Referring expression data:
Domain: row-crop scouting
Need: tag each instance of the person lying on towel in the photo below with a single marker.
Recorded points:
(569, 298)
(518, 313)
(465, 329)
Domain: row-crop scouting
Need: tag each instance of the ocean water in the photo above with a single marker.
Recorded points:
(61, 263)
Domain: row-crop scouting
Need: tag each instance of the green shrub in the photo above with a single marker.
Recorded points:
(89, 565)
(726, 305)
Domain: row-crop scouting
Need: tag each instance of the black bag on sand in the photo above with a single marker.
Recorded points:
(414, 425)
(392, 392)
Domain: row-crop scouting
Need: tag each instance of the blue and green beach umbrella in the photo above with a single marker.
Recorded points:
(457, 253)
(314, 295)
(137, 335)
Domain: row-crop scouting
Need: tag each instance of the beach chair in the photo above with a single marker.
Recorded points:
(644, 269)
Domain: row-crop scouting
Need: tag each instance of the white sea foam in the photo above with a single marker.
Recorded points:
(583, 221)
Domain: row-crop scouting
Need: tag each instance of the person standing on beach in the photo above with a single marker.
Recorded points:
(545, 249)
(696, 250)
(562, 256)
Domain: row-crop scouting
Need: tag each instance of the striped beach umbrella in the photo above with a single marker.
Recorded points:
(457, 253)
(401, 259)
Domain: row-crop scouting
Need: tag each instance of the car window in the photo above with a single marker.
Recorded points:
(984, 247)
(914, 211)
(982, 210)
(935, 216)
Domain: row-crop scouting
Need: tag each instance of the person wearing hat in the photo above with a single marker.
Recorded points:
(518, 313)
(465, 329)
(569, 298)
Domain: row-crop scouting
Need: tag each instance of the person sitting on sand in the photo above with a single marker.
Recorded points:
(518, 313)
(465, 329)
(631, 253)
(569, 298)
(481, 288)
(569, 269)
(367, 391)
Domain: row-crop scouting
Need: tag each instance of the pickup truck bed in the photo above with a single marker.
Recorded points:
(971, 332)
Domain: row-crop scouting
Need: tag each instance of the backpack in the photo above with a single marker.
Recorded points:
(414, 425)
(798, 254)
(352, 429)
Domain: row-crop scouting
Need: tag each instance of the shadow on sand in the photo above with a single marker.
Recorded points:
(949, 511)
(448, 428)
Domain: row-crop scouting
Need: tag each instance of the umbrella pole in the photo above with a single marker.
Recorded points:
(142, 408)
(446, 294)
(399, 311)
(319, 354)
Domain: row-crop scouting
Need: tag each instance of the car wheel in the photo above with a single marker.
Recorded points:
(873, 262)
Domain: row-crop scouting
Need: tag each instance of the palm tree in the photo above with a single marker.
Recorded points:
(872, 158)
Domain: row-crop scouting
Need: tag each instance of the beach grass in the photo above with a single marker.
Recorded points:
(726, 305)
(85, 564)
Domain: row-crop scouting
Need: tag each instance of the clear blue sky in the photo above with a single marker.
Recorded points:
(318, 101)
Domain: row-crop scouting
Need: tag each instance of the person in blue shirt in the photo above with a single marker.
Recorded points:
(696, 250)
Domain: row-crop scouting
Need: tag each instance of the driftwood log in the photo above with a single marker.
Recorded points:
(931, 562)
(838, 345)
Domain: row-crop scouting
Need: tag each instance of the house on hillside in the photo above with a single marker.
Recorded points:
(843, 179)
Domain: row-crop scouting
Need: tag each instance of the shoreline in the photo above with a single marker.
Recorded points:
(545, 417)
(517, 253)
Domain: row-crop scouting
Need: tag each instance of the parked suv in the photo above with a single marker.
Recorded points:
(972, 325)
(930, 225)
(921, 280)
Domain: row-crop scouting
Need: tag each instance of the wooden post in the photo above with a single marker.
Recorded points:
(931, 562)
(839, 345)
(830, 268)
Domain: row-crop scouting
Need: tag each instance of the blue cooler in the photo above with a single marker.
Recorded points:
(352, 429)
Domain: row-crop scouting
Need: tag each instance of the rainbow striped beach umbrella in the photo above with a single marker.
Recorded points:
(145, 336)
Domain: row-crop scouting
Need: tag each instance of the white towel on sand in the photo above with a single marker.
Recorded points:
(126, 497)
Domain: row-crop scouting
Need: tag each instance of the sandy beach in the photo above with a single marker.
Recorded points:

## ACTIVITY
Scan the entries above and return each line that holds "towel".

## RESULT OF THIS TASK
Need: tag each instance of the person lying on towel in the photo below with a single marker.
Need: tag each instance of the white towel on sand in the photo above with a single marker.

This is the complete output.